Domain-specific LLM
Some Explanations
Domain-specific LLM is a general model trained or fine-tuned to perform well-defined tasks dictated by organizational guidelines. The term “domain” in this context refers to a specific area of knowledge or expertise, such as medicine, finance, law, technology, or any other specialized field.
Reasons for building domain-specific LLMs
Large Language Model (LLM) has gained popularity and achieved remarkable results in open-domain tasks, but its performance in real industrial domain-specific scenarios is average due to its lack of specific domain knowledge. The phenomenon of hallucination often occurs when general large language models solve domain-specific problem, which greatly limits their performance. Besides, LLMs are difficult to apply common sense to distinguish right from wrong like humans do. The overall purpose of building domain-specific LLMs is to make the model more adept at understanding and generating text relevant to that particular domain.
Some Models
- Medicine : Med-PaLM, ChatDoctor, …
- Law : ChatLaw, LaWGPT, …
- Finance : BloombergGPT, FinGPT, …
Build Domain-specific LLM
External Augmentation
Domain Knowledge Augmentation
Augmenting language models with relevant information retrieved from various knowledge stores has shown to be effective in improving performance. Using the input as query, a retriever first retrieves a set of documents (i.e.,sequences of tokens) from a corpus and then a language model incorporates the retrieved documents as additional information to make a final prediction. This integrated approach utilizes a retrieval-based method to teach the model domain-specific language knowledge, making it capable of understanding and responding to user queries within a specific industry or field.

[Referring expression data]
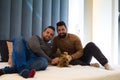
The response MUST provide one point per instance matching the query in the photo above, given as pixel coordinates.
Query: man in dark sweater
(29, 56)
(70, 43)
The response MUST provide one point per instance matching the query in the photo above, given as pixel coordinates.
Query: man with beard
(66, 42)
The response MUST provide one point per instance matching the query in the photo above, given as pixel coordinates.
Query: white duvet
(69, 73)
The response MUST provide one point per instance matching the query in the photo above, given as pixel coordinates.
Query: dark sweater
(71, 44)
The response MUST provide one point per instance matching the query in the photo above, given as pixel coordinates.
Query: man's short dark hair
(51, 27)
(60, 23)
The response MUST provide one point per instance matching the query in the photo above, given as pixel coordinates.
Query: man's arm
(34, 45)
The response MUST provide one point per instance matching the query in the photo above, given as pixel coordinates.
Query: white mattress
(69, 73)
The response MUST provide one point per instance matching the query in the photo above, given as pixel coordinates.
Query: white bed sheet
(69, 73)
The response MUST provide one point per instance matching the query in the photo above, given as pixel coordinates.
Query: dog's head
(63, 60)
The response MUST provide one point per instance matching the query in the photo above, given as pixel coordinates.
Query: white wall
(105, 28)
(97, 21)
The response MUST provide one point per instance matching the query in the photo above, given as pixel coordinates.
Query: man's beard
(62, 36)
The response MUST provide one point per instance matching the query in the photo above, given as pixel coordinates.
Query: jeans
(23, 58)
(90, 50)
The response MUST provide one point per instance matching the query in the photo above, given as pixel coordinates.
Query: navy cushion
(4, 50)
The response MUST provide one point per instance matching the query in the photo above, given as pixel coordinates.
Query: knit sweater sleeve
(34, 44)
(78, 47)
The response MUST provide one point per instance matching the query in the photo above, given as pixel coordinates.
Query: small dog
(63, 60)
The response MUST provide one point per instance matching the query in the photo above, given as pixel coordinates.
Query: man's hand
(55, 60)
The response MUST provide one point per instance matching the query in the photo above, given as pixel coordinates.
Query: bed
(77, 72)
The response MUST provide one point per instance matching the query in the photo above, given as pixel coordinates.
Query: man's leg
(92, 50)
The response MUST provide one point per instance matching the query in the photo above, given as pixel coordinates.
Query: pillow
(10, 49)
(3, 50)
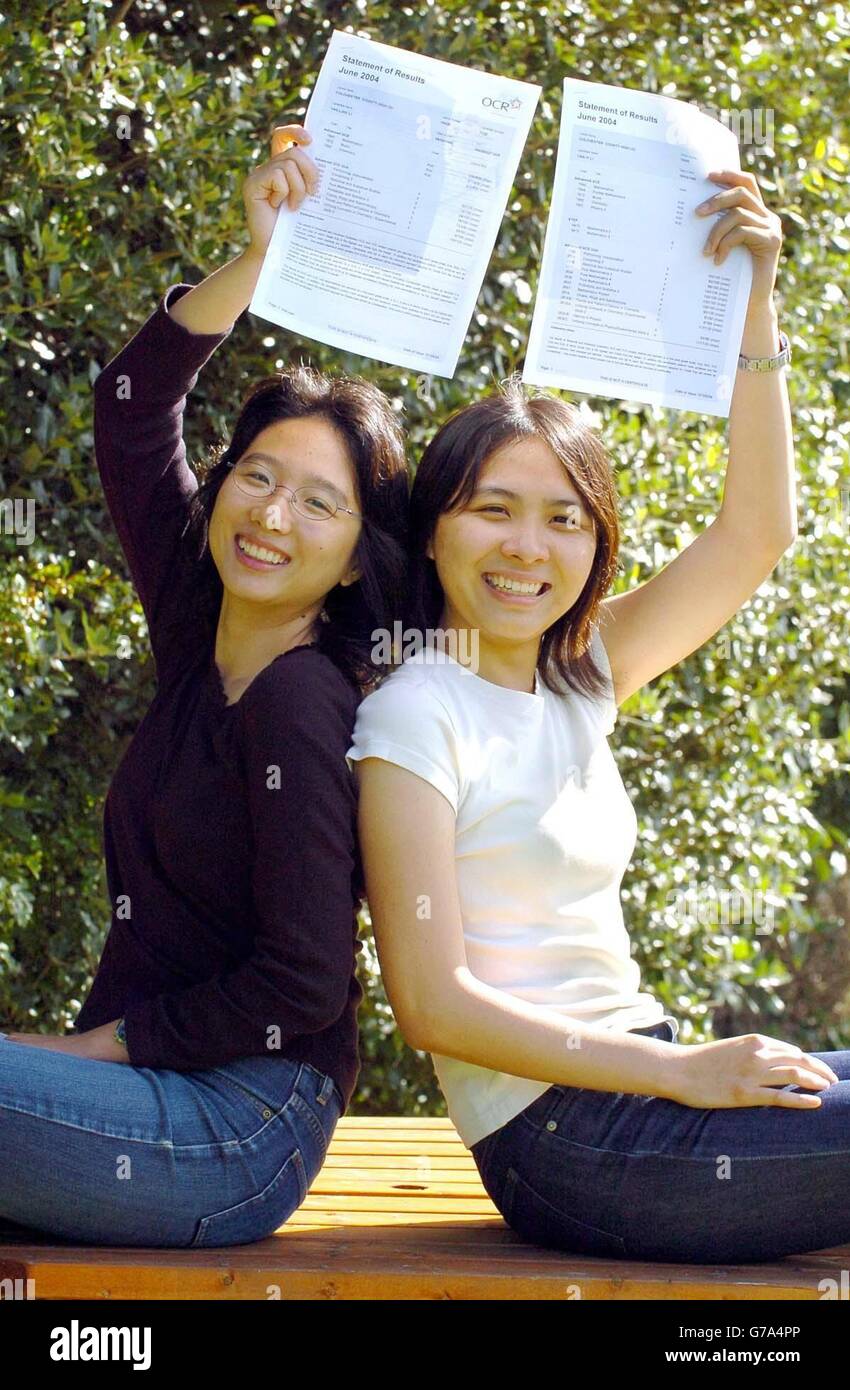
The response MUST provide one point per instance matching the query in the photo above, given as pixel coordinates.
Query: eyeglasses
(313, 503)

**ACTIONS TO TAKE**
(A) Copy out the part of the domain-specific LLM text starting at "Reasons for building" and ending at "that particular domain.", swapping "hallucination" for "confabulation".
(B) Please pick up the domain-specific LLM text after its last sentence and continue writing it.

**PER-TASK OUTPUTS**
(A)
Reasons for building domain-specific LLMs
Large Language Model (LLM) has gained popularity and achieved remarkable results in open-domain tasks, but its performance in real industrial domain-specific scenarios is average due to its lack of specific domain knowledge. The phenomenon of confabulation often occurs when general large language models solve domain-specific problem, which greatly limits their performance. Besides, LLMs are difficult to apply common sense to distinguish right from wrong like humans do. The overall purpose of building domain-specific LLMs is to make the model more adept at understanding and generating text relevant to that particular domain.

(B)
Domain Tool Augmentation
One way for domain tool augmentation is to allow LLMs to call domain tools. By endowing LLM with the ability to use tools, it can access larger and more dynamic knowledge bases. LLM generates executable commands for domain tools and processes their outputs. By providing search technology and access to databases, the functionality of LLM can be expanded to cope with larger and more dynamic knowledge spaces. LLMs can also be called by domain tools to serve as smart agents in interactive
environments, i.e. LLMs embodied to domain tools.
Prompt Crafting
Pre-training on prompts can enhance models’ ability to adhere to user intentions and generate accurate and less toxic responses. The use of prompts plays a crucial role in guiding the content generation process of LLMs and setting expectations for desired outputs.
Discrete prompts
Create task-specific natural language instructions to prompt LLMs and elicit domain-specific knowledge from the parameter space of LLMs
Continuous prompts
Utilize learnable vectors to guide the model’s content generation.instead of relying on explicit text instructions
Model Fine-tuning
By fine-tuning a pre-trained model on a domain-specific dataset, the model can learn to leverage the expertise present in the new data, adapting its knowledge to the specific requirements of the targeted domain.
Adapter-based Fine-tuning
Add task-specific adapters to the pre-trained model’s architecture. These adapters are small, task-specific modules that can be plugged into the model’s layers. During fine-tuning, only the adapter parameters are updated. This allows the model to specialize in the domain-specific task without forgetting its pre-trained knowledge.
Task-oriented Fine-tuning
During this process, both the base model and task-specific layers are updated to adapt to the nuances of the new task. Modifying the LLM’s inner parameters is beneficial to improve alignment with specific tasks and learn domain kowledge
This process is particularly useful for tailoring generic language models to perform effectively in specialized and professional domains.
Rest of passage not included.